___ Source document ___
Addressing sustainability, diversity and attracting new students in the SUNY system, SUNY Chancellor Kristina Johnson spoke to a panel of about 70 educators at Binghamton University in the Mandela Room on Friday morning.

At the address, which was part of the monthly University Faculty Senate meeting, Johnson discussed multiple concerns within the SUNY system, including attracting new students, strengthening online education and increasing diversity in faculty.

Appointed last April by the SUNY Board of Trustees, Johnson has visited all 64 state-operated SUNY campuses and discussed SUNY’s emphasis on collaboration through systems of shared governance, a model of leadership that includes boards such as the University Faculty Senate, the SUNY Student Assembly and the Faculty Council of Community Colleges.

Johnson said her goals for the SUNY system value are student-centered, keeping a system of shared governance and promoting diversity, collaboration, community engagement, integrity and collegiality.

“We have a vision of high education that enables our students to live in the height of their times,” Johnson said. “My vision involves a broadening of higher education from institutional learning to individualized learning.”
___ Provided information ___
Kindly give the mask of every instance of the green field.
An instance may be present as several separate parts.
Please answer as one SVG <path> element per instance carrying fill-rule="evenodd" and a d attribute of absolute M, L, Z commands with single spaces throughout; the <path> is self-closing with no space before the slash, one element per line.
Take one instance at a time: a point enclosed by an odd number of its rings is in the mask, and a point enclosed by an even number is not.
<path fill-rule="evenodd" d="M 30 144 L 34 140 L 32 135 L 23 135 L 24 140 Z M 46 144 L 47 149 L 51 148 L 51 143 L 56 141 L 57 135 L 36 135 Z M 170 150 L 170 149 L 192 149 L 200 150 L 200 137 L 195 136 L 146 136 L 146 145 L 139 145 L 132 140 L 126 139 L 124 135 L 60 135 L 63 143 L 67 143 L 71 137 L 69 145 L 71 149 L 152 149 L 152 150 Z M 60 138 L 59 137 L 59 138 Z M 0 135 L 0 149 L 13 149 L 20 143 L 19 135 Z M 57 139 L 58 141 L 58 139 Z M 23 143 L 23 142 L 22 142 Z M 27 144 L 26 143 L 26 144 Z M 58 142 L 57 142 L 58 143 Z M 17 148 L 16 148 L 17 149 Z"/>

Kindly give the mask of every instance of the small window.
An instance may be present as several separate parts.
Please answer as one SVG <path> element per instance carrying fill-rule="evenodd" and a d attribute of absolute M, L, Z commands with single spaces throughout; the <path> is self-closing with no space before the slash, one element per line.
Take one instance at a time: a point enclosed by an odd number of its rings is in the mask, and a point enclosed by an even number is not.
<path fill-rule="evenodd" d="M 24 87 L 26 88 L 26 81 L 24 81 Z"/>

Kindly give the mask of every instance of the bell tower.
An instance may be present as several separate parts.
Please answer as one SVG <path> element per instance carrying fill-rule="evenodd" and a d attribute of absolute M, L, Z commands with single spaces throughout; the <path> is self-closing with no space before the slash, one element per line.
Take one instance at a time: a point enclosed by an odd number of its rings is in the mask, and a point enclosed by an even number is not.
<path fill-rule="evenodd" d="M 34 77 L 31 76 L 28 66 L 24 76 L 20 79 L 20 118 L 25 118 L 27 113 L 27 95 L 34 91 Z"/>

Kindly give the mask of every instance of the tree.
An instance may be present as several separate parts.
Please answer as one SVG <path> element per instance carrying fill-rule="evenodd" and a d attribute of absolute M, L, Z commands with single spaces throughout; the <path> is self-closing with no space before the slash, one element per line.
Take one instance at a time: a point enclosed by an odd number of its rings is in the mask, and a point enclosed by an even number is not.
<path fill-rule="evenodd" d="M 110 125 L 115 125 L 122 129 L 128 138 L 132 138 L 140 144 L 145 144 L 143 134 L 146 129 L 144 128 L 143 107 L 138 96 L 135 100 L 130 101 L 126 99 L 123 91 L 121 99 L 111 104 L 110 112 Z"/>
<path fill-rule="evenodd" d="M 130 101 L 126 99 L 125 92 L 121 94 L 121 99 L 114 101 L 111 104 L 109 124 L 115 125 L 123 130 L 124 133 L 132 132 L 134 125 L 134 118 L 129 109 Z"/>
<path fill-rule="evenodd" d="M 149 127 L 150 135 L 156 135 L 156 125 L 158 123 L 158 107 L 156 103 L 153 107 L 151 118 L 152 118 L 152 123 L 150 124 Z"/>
___
## Tasks to carry out
1/ Answer the following questions using the article on the SUNY chancellor's address, marking each answer with its letter.
(a) About how many educators made up the panel that heard the address?
(b) When was Johnson appointed, and by which body?
(c) How many state-operated SUNY campuses has Johnson visited?
2/ List every board that the article on the SUNY chancellor's address names as part of the shared governance model.
3/ Extract the passage of the article on the SUNY chancellor's address that begins at the words "At the address, which" and stops after the words "integrity and collegiality.".

## Solutions for each task
1/
(a) About 70 educators.
(b) Johnson was appointed last April by the SUNY Board of Trustees.
(c) All 64 state-operated SUNY campuses.

2/
- The University Faculty Senate
- The SUNY Student Assembly
- The Faculty Council of Community Colleges

3/
At the address, which was part of the monthly University Faculty Senate meeting, Johnson discussed multiple concerns within the SUNY system, including attracting new students, strengthening online education and increasing diversity in faculty.

Appointed last April by the SUNY Board of Trustees, Johnson has visited all 64 state-operated SUNY campuses and discussed SUNY’s emphasis on collaboration through systems of shared governance, a model of leadership that includes boards such as the University Faculty Senate, the SUNY Student Assembly and the Faculty Council of Community Colleges.

Johnson said her goals for the SUNY system value are student-centered, keeping a system of shared governance and promoting diversity, collaboration, community engagement, integrity and collegiality.